------ INFORMATION GIVEN
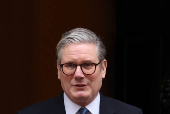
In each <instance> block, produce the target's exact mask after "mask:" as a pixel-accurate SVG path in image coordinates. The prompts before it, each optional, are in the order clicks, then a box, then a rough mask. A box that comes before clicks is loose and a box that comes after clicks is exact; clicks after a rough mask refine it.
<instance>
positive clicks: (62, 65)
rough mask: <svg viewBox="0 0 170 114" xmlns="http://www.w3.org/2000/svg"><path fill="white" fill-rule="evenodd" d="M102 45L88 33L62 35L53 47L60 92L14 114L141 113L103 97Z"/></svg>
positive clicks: (87, 30) (137, 113)
mask: <svg viewBox="0 0 170 114" xmlns="http://www.w3.org/2000/svg"><path fill="white" fill-rule="evenodd" d="M105 54H106V50H105V46H104V45H103V43H102V42H101V40H100V39H99V38H98V37H97V36H96V35H95V34H94V33H93V32H92V31H90V30H87V29H84V28H76V29H73V30H71V31H69V32H67V33H65V34H64V35H63V36H62V38H61V40H60V42H59V43H58V45H57V57H58V59H57V69H58V79H59V80H60V81H61V87H62V89H63V91H64V92H63V93H61V94H60V95H59V96H57V97H55V98H52V99H49V100H45V101H43V102H40V103H37V104H34V105H32V106H30V107H27V108H24V109H22V110H20V111H18V114H142V111H141V109H139V108H137V107H134V106H131V105H128V104H125V103H123V102H121V101H118V100H115V99H112V98H109V97H106V96H103V95H102V94H101V93H100V92H99V90H100V88H101V86H102V80H103V78H105V74H106V68H107V61H106V59H105Z"/></svg>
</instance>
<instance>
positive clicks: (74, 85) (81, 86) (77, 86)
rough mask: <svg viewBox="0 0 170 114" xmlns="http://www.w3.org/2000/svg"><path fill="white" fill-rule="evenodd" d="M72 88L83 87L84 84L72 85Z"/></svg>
mask: <svg viewBox="0 0 170 114" xmlns="http://www.w3.org/2000/svg"><path fill="white" fill-rule="evenodd" d="M74 86H76V87H85V86H86V84H74Z"/></svg>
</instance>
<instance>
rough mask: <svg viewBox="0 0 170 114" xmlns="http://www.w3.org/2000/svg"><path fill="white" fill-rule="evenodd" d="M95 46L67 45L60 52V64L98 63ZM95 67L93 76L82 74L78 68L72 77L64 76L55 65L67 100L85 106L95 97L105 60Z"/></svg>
mask: <svg viewBox="0 0 170 114" xmlns="http://www.w3.org/2000/svg"><path fill="white" fill-rule="evenodd" d="M99 62H100V61H99V60H98V56H97V51H96V46H95V45H94V44H90V43H78V44H68V45H66V46H65V47H64V48H63V50H62V57H61V64H65V63H74V64H83V63H99ZM101 64H102V66H101V65H100V64H99V65H97V66H96V71H95V73H94V74H91V75H86V74H84V73H83V72H82V70H81V68H80V66H79V65H78V66H77V69H76V71H75V73H74V74H73V75H65V74H64V73H63V72H62V70H61V68H60V66H59V65H57V69H58V79H60V81H61V86H62V88H63V90H64V91H65V93H66V94H67V96H68V97H69V99H70V100H71V101H73V102H74V103H76V104H78V105H81V106H86V105H88V104H89V103H90V102H91V101H93V100H94V99H95V97H96V96H97V94H98V92H99V90H100V88H101V86H102V79H103V78H105V73H106V66H107V62H106V60H103V61H102V62H101Z"/></svg>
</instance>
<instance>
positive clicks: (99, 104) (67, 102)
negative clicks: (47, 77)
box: [64, 92, 100, 114]
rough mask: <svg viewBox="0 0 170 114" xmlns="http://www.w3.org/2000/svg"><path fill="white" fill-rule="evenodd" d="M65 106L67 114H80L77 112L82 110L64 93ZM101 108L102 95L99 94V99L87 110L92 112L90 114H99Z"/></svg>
mask: <svg viewBox="0 0 170 114" xmlns="http://www.w3.org/2000/svg"><path fill="white" fill-rule="evenodd" d="M64 105H65V111H66V114H78V113H77V111H78V110H79V109H80V108H81V106H79V105H77V104H75V103H74V102H72V101H71V100H70V99H69V98H68V97H67V95H66V94H65V92H64ZM99 106H100V94H99V93H98V95H97V97H96V98H95V99H94V100H93V101H92V102H91V103H90V104H88V105H87V106H86V108H87V109H88V110H89V111H90V112H91V113H90V114H99Z"/></svg>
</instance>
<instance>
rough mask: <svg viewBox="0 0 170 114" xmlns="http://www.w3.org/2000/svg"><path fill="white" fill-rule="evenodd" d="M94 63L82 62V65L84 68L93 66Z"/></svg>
mask: <svg viewBox="0 0 170 114" xmlns="http://www.w3.org/2000/svg"><path fill="white" fill-rule="evenodd" d="M93 66H94V64H93V63H84V64H82V67H83V68H85V69H91V68H93Z"/></svg>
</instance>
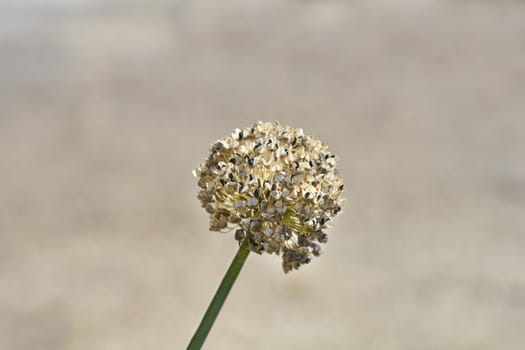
------------
Copy the material word for word, from its very beginning through the line containing "positive clicks: (87, 30) (137, 113)", with both ends included. Leave the pictures out of your copy.

FINISHED EXERCISE
In each <instance> block, produce the target's exact mask after "mask:" as a pixel-accurate SVG path in image coordinates. The prompts before it, each optional, are in the order clicks, then a box, then a rough mask. A box that comes before clicks is loose and a box that comes after clicks is exact; clicks after a rough mask refine it.
<instance>
positive clicks: (62, 65)
rough mask: <svg viewBox="0 0 170 114" xmlns="http://www.w3.org/2000/svg"><path fill="white" fill-rule="evenodd" d="M102 45L88 33L62 35L53 47L60 92L14 114L141 113L103 97Z"/></svg>
positive clicks: (87, 30) (137, 113)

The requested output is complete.